━━ Jeu de données

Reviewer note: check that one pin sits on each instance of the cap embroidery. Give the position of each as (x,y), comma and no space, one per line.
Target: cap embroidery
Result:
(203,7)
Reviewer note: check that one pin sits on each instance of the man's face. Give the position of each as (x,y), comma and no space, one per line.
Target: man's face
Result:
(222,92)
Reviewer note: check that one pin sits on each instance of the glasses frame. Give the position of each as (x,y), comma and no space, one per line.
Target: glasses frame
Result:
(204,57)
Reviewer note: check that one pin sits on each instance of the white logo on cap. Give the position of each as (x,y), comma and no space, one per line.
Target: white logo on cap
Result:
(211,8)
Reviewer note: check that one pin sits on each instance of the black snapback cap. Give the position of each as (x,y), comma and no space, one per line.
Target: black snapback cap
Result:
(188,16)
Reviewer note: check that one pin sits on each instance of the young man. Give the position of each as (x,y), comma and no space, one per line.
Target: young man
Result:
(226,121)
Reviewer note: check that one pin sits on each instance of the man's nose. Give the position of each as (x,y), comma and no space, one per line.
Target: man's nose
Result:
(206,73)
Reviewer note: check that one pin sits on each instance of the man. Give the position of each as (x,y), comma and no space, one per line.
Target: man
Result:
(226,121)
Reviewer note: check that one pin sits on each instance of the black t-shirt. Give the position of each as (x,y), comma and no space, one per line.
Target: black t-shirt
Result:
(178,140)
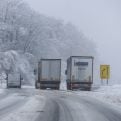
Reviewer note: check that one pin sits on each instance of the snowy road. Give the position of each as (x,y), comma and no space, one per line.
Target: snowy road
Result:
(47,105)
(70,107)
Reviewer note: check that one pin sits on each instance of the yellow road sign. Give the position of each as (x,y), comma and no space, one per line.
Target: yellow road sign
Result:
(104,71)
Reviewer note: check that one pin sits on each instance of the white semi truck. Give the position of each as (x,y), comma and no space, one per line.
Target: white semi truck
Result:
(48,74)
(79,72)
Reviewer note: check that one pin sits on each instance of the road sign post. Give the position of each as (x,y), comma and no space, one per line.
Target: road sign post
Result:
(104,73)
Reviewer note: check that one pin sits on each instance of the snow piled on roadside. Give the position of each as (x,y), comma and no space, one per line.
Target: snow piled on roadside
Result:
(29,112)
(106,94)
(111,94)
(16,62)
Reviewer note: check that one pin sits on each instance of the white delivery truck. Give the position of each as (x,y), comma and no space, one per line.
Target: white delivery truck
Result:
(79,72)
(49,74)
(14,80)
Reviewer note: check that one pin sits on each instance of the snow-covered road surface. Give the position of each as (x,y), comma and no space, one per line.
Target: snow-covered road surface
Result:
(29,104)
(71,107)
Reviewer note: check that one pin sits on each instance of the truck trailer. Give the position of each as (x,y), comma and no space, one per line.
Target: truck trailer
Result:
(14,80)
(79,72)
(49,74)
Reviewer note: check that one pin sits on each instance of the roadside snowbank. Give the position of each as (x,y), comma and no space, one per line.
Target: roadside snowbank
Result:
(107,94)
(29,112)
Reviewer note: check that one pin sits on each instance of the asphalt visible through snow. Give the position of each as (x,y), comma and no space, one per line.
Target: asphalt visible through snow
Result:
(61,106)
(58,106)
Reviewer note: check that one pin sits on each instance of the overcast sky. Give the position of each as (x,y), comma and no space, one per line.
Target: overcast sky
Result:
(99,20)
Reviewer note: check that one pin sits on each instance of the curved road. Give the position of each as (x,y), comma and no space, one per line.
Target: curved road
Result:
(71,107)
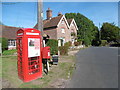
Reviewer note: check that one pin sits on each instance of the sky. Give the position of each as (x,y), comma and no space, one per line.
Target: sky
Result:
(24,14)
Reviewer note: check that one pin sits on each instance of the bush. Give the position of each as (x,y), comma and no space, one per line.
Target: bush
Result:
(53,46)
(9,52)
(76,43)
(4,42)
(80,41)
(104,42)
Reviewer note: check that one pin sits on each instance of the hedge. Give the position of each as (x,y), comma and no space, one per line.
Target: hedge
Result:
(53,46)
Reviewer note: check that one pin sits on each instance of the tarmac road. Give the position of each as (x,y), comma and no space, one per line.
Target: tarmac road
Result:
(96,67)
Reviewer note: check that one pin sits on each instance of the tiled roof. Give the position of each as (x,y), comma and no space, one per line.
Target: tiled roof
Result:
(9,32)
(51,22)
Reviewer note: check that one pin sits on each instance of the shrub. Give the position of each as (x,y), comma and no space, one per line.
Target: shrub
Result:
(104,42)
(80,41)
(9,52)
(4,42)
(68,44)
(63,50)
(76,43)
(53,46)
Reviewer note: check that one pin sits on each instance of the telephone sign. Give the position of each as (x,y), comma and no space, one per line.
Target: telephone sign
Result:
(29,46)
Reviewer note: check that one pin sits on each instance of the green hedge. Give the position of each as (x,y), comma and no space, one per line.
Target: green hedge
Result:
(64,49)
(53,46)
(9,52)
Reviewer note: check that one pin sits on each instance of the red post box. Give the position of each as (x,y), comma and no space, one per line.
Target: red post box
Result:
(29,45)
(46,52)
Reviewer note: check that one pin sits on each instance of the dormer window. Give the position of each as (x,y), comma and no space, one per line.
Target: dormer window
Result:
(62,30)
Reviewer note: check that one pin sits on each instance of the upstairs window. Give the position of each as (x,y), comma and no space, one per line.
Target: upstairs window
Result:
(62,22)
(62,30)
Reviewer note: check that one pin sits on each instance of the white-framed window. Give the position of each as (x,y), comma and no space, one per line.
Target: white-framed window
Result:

━━━━

Changez "Target" en "Object" partout dans les enregistrements ci-dessus, puis recopiez-les sans rien modifier d'autre. Ne mettez pas les images dans votre réponse.

Reviewer note: check that one pin sits on each instance of the cap embroidery. Give the position of each as (x,y), comma and no space, one per line.
Object: cap embroidery
Result:
(203,7)
Reviewer note: check that one pin sits on each instance of the man's face. Give the position of each as (x,y), comma and no space, one per line.
Object: man's face
Result:
(222,92)
Reviewer note: check that one pin sits on each instance of the glasses frame. Give the position of each as (x,y), comma and no space, one per line.
Object: glasses frame
Result:
(204,57)
Reviewer note: check that one pin sits on each instance of the white logo on cap. Give the position of each as (x,y), comma and no space, one per line.
Object: white logo on cap
Result:
(211,8)
Reviewer note: check that one pin sits on each instance of the black snapback cap. Give the position of each as (x,y), comma and no space, one per line.
Object: black snapback cap
Result:
(188,16)
Reviewer note: check that one pin sits on each instance of the young man. Give the position of each as (x,y), comma and no space, one per line.
Object: young man
Result:
(226,121)
Reviewer note: check that one pin sits on each instance of the man's nose. Give the position of each as (x,y), comma and no space, one per line.
Object: man's nose
Result:
(206,73)
Reviewer note: check that one pin sits on each instance of the man. Give the position of each as (x,y), comma and no space, one per line.
Object: man
Result:
(226,121)
Reviewer note: check that one pin sits on each instance of the black t-shirt. Give the position of each as (x,y), comma and no space, one per line.
Object: black t-shirt
Result:
(178,140)
Reviewer note: check that one pin sits on each instance of the snowy road. Give the position of each as (x,y), comma and no space, one per line.
Object: snowy road
Result:
(47,105)
(70,107)
Reviewer note: check that one pin sits on each instance of the yellow road sign. Give the position of each as (x,y), comma and no space, one per line.
Object: yellow road sign
Result:
(104,71)
Reviewer note: check that one pin sits on each instance of the white semi truck. Give the position of each as (x,y), comma and no space, one per line.
Object: white semi truck
Result:
(48,74)
(79,72)
Reviewer note: check that one pin sits on each instance of the road sign post. Give the position of each as (x,y), comma and no space, one per line.
Object: road sign post
Result:
(104,73)
Reviewer note: check that one pin sits on each instance of the snow piled on roadside. Give the position of each as (x,y), comma and no space, one per line.
Object: snow piled on roadside
Result:
(29,112)
(106,94)
(111,94)
(16,62)
Reviewer note: check that one pin sits on each instance of the white delivery truck. Give the position of each as (x,y), comma and no space, one per line.
Object: white delivery truck
Result:
(79,72)
(49,74)
(14,80)
Reviewer note: check that one pin sits on each instance of the snow-covered road surface. Give the position of each as (x,y), comma and no space, one per line.
Object: snow-covered road surface
Result:
(29,104)
(71,107)
Reviewer note: check that one pin sits on each instance of the truck trailer. Give the position of each as (x,y), comma and no space, one per line.
Object: truck trailer
Result:
(14,80)
(79,72)
(49,74)
Reviewer note: check that one pin sits on each instance of the roadside snowbank. Give the position of each as (x,y), comma and no space, one per line.
Object: roadside snowbank
Result:
(107,94)
(29,112)
Reviewer note: check that one pin sits on each instance of the asphalt visible through snow. Give the position of each as (x,y), comma and no space, one per line.
Object: asphalt visible through snow
Result:
(61,106)
(58,106)
Reviewer note: check that one pin sits on each instance of the overcast sky. Give the position of each as (x,y), comma and no space, one per line.
Object: overcast sky
Result:
(99,20)
Reviewer note: check that one pin sits on each instance of the curved road. Give the position of each as (x,y), comma and no space, one per line.
Object: curved road
Result:
(71,107)
Reviewer note: check that one pin sits on each instance of the sky. Give the position of each as (x,y), comma and no space, one per line.
Object: sky
Result:
(24,14)
Reviewer note: check that one pin sits on each instance of the bush. Give the position of each as (x,y), comma and no space, one per line.
Object: bush
Result:
(53,46)
(9,52)
(76,43)
(4,42)
(80,41)
(104,42)
Reviewer note: check that one pin sits on each instance of the hedge. Give the position of each as (x,y), comma and no space, one per line.
Object: hedge
Result:
(53,46)
Reviewer note: check that one pin sits on each instance of the tarmac road. Give the position of each as (x,y), comma and no space, one per line.
Object: tarmac road
Result:
(96,67)
Reviewer note: check that one pin sits on each instance of the tiled roof. Give the position of each as (x,y), comma and no space, one per line.
Object: tiled roof
Result:
(9,32)
(51,22)
Reviewer note: check that one pin sits on each instance of the shrub. Give the position of each as (x,y), comma and no space, one per line.
Object: shrub
Result:
(104,42)
(80,41)
(9,52)
(4,42)
(68,44)
(63,50)
(76,43)
(53,46)
Reviewer note: check that one pin sits on each instance of the telephone sign. Give the position of each as (x,y), comma and no space, one per line.
Object: telephone sign
Result:
(29,46)
Reviewer note: check that one pin sits on each instance of the green hedge. Give the position of each as (x,y), comma and no space, one per line.
Object: green hedge
Result:
(64,49)
(53,46)
(9,52)
Reviewer note: check that one pin sits on each instance of the red post box. Give the position of each as (x,y), comma and no space, one per line.
Object: red post box
Result:
(29,45)
(46,52)
Reviewer note: check that one pin sits on each instance of the dormer window. Give the position of each as (x,y), comma and no space, one per line.
Object: dormer window
Result:
(62,30)
Reviewer note: check that one pin sits on each instance of the upstairs window. Give the position of each as (x,y), comma and no space, one per line.
Object: upstairs window
Result:
(62,22)
(62,30)
Reviewer note: check that one pin sits on each instance of the white-framed window. Give the position of each as (x,y), comma and no space, one per line.
Object: white-framed window
Result:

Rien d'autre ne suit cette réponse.